## Extract provided
■ ■ ■ ■
Insurance Description
CROSS-REFERENCE TO RELATED APPLICATION
[0001] This application claims the benefit of U.S. provisional
patent application Ser. No. 60/612,821, filed Sep. 24, 2004, and
entitled "Method and Apparatus for Bundling Insurance Coverages
in Order to Gain a Pricing Advantage". Said provisional application
is incorporated herein by reference.
Reference Table Submitted on Compact Disk
FIELD OF THE INVENTION
[0002] The invention is in the field of insurance.
BACKGROUND
[0003] One of the factors that increases the cost of certain types
of insurance coverage is voluntary lapse of a first insurance policy
by the policy owner. An insurance company incurs a certain sales
and start up expense when it sells a new policy. This expense is
typically recovered, or amortized, in subsequent premium payments.
If a policy owner lapses his policy before the initial sales and
start up expense is recovered, then the insurance company may lose
money on that policy.
[0004] Insurance companies measure lapse rates and factor the expected
losses into their pricing. If an insurance company can lower its
lapse rate, then it can potentially reduce its premiums for certain
types of insurance policies.
[0005] Insurance policies that may have a lower cost impact in
pricing due to lower lapse rates include homeowner's, auto, mortgage,
and life insurance.
[0006] Known methods for reducing lapse rates include offering
discounts upon renewal of a first insurance policy and increasing
the attention paid by an insurance agent to an owner of a first
insurance policy.
[0007] There is a long felt need, however, for additional effective
means for reducing lapse rates of certain insurance coverages.
■ ■ ■ ■
## Entries provided
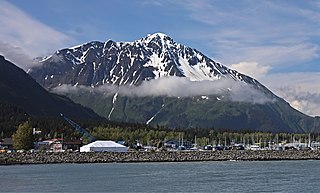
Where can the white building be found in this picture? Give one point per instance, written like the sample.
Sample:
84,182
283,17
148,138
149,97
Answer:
103,146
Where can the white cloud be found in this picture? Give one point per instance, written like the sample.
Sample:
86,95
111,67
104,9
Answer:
27,35
270,33
251,68
178,87
301,90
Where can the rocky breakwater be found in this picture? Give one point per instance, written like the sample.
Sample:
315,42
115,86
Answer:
180,156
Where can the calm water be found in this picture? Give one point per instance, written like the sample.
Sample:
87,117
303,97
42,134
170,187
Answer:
273,176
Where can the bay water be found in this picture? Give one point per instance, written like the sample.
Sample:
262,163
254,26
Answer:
226,176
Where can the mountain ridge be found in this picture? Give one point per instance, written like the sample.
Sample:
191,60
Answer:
19,89
153,57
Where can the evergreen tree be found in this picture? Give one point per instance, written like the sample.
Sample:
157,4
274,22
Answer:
23,138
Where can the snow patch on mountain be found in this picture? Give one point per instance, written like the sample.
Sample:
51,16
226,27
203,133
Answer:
177,87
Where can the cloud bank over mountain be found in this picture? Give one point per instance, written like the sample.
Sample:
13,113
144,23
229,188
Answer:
177,87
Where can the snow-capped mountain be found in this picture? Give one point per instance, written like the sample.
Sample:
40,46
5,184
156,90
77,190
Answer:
154,56
134,64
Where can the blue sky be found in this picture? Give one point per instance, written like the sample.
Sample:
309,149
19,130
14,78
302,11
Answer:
276,42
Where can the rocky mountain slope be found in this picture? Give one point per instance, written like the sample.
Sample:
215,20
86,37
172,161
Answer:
19,89
137,82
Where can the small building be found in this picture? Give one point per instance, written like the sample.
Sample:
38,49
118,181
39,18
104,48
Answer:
104,146
174,144
6,143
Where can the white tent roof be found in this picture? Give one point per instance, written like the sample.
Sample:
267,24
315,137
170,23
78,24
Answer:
103,146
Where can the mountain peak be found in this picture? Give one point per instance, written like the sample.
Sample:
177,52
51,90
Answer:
154,56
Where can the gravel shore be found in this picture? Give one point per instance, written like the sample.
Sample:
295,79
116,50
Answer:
109,157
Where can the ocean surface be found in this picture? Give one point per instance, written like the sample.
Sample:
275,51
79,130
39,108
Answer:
227,176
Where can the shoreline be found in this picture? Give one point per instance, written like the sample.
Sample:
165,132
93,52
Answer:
134,157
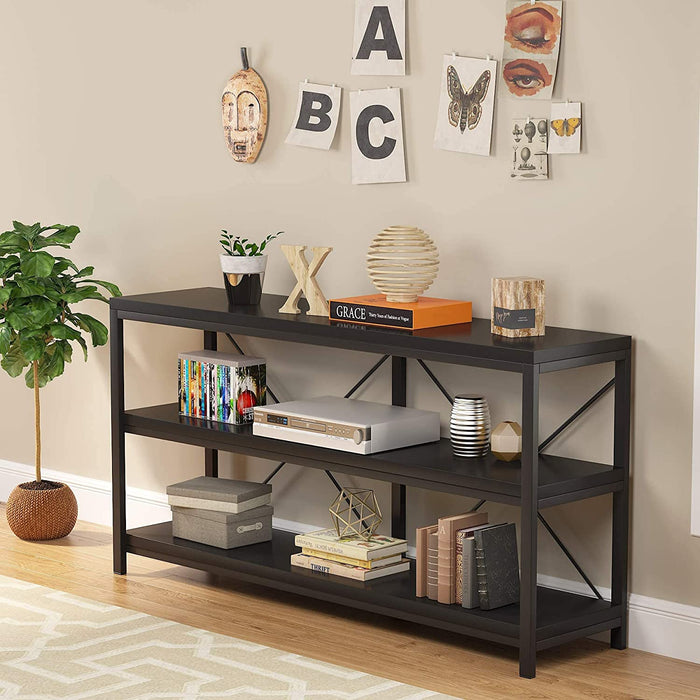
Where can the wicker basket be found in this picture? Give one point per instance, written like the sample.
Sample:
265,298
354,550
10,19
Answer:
41,514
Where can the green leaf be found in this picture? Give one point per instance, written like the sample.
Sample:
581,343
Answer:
32,347
96,328
13,241
30,288
62,332
63,237
62,264
5,338
37,264
34,313
6,265
13,361
20,318
85,272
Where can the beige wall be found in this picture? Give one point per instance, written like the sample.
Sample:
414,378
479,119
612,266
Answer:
110,119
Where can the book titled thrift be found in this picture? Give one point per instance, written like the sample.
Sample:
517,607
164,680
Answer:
355,547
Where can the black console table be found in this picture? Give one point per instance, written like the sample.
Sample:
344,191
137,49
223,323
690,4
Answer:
545,617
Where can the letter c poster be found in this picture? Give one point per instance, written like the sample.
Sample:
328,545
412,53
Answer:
377,136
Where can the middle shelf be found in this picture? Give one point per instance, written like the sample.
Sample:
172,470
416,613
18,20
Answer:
431,466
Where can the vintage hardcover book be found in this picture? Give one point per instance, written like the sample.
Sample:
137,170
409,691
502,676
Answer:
496,554
358,573
447,529
432,566
373,564
357,548
465,539
375,310
470,586
422,559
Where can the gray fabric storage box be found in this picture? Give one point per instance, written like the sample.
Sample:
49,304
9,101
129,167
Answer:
227,495
223,530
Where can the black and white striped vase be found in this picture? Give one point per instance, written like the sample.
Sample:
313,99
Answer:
470,426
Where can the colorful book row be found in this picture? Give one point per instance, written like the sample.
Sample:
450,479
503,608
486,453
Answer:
220,387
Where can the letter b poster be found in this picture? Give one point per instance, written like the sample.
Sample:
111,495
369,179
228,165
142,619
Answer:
316,118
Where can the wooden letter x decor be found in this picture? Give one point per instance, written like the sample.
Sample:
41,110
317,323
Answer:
306,280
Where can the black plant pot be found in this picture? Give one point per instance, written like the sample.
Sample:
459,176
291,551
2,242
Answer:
247,292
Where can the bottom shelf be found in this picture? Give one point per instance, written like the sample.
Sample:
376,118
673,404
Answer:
561,616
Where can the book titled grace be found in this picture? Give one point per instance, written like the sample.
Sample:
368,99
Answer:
375,310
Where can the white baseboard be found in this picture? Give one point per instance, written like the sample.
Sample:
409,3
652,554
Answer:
655,625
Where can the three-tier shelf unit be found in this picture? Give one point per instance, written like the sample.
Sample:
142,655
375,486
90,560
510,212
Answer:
544,617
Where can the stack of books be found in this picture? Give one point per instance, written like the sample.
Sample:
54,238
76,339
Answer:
221,387
325,553
222,513
466,561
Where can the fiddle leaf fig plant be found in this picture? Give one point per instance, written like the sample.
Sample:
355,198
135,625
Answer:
242,247
38,324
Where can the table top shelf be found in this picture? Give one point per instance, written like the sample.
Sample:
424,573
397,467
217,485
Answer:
470,343
430,466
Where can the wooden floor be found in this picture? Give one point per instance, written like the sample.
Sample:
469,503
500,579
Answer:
81,564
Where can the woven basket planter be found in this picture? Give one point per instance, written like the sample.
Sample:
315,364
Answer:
41,514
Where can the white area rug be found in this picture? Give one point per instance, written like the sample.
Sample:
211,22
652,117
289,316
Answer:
56,645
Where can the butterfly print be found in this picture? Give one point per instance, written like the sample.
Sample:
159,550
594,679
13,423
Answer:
465,108
565,127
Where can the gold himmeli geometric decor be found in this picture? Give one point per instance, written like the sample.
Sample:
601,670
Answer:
355,513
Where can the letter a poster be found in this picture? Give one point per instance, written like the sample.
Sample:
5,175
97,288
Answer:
377,136
316,118
379,46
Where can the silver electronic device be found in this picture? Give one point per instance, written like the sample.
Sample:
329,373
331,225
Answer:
350,425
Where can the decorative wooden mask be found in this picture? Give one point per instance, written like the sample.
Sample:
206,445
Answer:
244,113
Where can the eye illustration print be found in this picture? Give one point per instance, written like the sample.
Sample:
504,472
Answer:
525,77
531,47
465,108
533,28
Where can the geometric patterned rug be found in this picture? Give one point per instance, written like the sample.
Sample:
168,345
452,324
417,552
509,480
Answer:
55,645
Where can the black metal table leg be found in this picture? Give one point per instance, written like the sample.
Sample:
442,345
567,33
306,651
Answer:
116,360
211,457
528,522
620,525
398,491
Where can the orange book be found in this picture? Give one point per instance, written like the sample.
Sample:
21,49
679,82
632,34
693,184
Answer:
375,310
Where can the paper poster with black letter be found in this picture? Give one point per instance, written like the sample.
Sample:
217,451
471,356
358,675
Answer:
377,136
465,112
316,118
379,46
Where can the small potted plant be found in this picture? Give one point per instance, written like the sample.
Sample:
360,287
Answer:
243,264
37,326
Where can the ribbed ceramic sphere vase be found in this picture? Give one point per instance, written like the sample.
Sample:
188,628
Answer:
470,426
402,262
45,513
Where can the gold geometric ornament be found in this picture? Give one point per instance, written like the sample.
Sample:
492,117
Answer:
355,513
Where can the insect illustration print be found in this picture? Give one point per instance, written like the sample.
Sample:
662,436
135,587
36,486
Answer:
565,127
465,108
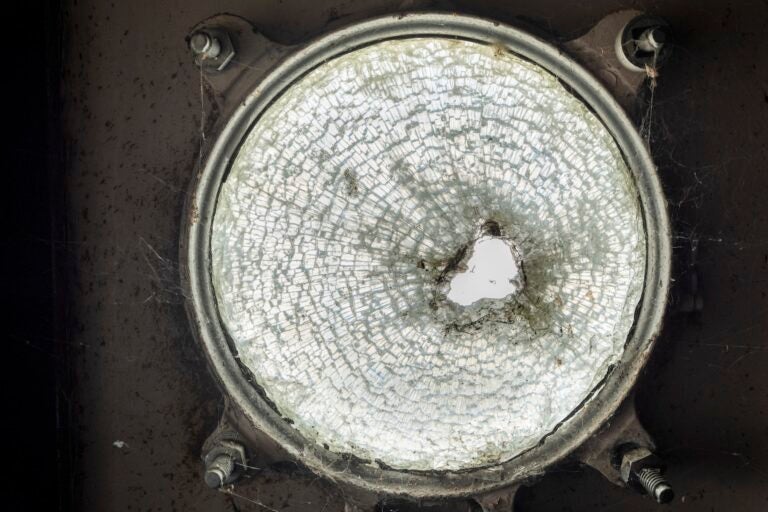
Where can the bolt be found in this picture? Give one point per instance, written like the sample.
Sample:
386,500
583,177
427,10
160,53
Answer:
642,469
219,470
655,485
204,45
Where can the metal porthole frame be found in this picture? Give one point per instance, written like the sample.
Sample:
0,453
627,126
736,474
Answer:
368,475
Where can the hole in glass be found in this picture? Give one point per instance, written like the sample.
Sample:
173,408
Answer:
492,272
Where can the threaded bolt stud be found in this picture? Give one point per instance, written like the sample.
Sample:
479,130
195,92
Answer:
655,485
219,471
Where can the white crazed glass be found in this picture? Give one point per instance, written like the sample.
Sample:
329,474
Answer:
355,201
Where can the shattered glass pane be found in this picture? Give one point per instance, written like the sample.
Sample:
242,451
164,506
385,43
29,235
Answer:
357,199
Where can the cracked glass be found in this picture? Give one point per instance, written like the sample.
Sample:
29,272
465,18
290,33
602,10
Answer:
356,214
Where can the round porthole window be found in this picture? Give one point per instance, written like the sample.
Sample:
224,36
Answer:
432,246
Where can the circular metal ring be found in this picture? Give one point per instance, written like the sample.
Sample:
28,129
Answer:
365,475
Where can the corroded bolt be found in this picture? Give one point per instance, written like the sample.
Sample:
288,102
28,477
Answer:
219,470
204,45
642,469
655,485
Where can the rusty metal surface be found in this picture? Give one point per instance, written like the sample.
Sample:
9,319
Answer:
132,122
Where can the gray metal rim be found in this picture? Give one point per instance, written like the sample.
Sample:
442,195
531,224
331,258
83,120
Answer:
571,433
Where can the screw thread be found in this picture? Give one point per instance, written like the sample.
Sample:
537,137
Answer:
655,485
■ ■ ■ ■
## Required tasks
1. The insurance patent excerpt says that voluntary lapse of a first policy raises the cost of some coverage. Explain why, using the reason the excerpt gives.
2. Answer these questions from the insurance patent excerpt.
(a) When was the provisional application filed?
(b) Which types of insurance are named as possibly having a lower cost impact in pricing due to lower lapse rates?
(c) What are the known methods for reducing lapse rates?
3. Translate this sentence from the insurance patent excerpt into Spanish: "Insurance companies measure lapse rates and factor the expected losses into their pricing."

## Per-task answers
1. When an insurance company sells a new policy, it takes on sales and start-up expenses. It normally recovers those expenses through later premium payments. If the owner lets the policy lapse before that recovery, the company may lose money on the policy.

2.
(a) Sep. 24, 2004.
(b) Homeowner's, auto, mortgage, and life insurance.
(c) Offering discounts when a first insurance policy is renewed, and having the insurance agent pay more attention to the owner of a first insurance policy.

3. Las compañías de seguros miden las tasas de caducidad y tienen en cuenta las pérdidas esperadas en la fijación de sus precios.